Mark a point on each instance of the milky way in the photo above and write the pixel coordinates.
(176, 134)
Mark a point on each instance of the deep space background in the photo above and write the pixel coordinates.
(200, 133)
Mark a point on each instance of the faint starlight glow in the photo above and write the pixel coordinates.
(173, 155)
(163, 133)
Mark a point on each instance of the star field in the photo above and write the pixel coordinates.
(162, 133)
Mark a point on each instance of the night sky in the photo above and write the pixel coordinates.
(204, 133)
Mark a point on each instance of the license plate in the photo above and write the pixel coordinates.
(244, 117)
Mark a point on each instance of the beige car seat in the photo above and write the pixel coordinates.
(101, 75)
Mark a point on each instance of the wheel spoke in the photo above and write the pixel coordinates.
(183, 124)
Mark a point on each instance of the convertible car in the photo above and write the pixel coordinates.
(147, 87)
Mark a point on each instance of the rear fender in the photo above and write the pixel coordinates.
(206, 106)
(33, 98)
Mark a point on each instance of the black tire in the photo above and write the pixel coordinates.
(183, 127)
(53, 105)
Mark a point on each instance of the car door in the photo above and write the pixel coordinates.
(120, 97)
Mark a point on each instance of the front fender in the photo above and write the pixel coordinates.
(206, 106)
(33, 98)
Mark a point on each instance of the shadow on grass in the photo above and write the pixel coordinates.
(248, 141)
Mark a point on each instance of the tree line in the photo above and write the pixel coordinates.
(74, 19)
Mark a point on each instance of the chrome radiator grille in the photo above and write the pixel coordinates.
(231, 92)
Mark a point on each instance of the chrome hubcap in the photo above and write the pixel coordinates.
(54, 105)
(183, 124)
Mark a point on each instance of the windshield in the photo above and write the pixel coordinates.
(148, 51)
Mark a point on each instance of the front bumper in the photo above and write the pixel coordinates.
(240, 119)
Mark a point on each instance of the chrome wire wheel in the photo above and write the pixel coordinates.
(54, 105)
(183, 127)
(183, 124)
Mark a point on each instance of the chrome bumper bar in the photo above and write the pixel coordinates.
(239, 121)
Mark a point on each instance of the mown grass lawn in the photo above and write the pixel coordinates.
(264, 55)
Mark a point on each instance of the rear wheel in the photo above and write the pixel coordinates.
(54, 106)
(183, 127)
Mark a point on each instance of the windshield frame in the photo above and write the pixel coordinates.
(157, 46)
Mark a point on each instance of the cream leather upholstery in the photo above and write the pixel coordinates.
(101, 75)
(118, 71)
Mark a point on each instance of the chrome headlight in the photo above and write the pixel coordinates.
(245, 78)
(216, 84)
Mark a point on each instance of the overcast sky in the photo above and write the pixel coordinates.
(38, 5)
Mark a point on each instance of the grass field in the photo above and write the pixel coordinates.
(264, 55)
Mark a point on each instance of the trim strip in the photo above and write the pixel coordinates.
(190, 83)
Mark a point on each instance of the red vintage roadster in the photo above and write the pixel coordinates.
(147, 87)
■ ■ ■
* **TASK ITEM**
Restate each of the records exactly, leaving nothing out.

* **SOLVED EXERCISE**
Mark a point on each instance of the milky way in the photo above and write the pixel coordinates.
(176, 134)
Mark a point on each instance of the deep space background in the photo above and write the pixel coordinates.
(200, 133)
Mark a point on each instance of the faint starlight glow in the photo above and write the pixel coordinates.
(173, 155)
(163, 133)
Mark a point on each instance of the star field in the photo above and write the pixel coordinates.
(162, 133)
Mark a point on each instance of the night sky in the photo above and write the pixel coordinates.
(204, 133)
Mark a point on each instance of the license plate in the photo above and write the pixel coordinates.
(244, 117)
Mark a point on each instance of the beige car seat in the photo above and write the pixel coordinates.
(101, 75)
Mark a point on each instance of the wheel spoke in the photo above and write the pixel coordinates.
(183, 124)
Mark a point on each instance of the convertible car in the photo above and write the pixel coordinates.
(147, 87)
Mark a point on each instance of the rear fender in the photo above and write the pixel coordinates.
(206, 106)
(33, 98)
Mark a point on each instance of the black tire in the photo above and write the pixel coordinates.
(183, 127)
(53, 105)
Mark a point on each instance of the car door in the photo above and write the pixel coordinates.
(120, 97)
Mark a point on each instance of the front fender in the photo above and write the pixel coordinates.
(206, 106)
(33, 98)
Mark a point on each instance of the shadow on grass in the photo above and write the pixel coordinates.
(248, 141)
Mark a point on each instance of the tree line in the photo above and write the pixel coordinates.
(74, 19)
Mark a point on each instance of the chrome radiator grille in the photo above and write the pixel coordinates.
(231, 92)
Mark a point on each instance of the chrome hubcap in the photo above and write the pixel coordinates.
(54, 105)
(183, 124)
Mark a point on each instance of the windshield in the photo above and write the pixel coordinates.
(148, 51)
Mark a point on each instance of the front bumper in the photo above and write the pixel coordinates.
(240, 119)
Mark a point on each instance of the chrome wire wheel in the photo above and write the pixel coordinates.
(54, 105)
(183, 127)
(183, 124)
Mark a point on each instance of the chrome bumper bar in the photo above and write the pixel coordinates.
(239, 121)
Mark a point on each instance of the mown grass lawn in the photo above and write the pixel coordinates.
(264, 55)
Mark a point on each instance of the rear wheel in the photo above and write the pixel coordinates.
(54, 106)
(183, 127)
Mark a point on each instance of the windshield frame in the photo above and write the pixel coordinates.
(157, 46)
Mark a point on each instance of the cream leather upholstery in the photo above and write the pixel coordinates.
(101, 75)
(118, 71)
Mark a point on each instance of the chrome headlight in the photo above and write the pixel coordinates.
(245, 78)
(216, 84)
Mark a point on each instance of the overcast sky in the photo above and write the pixel coordinates.
(38, 5)
Mark a point on each instance of the grass field in the photo above and write the pixel coordinates.
(264, 55)
Mark a point on each instance of the trim strip in the photo above and write the pixel coordinates.
(190, 83)
Mark a point on each instance of the red vintage roadster in the photo above and write the pixel coordinates.
(147, 87)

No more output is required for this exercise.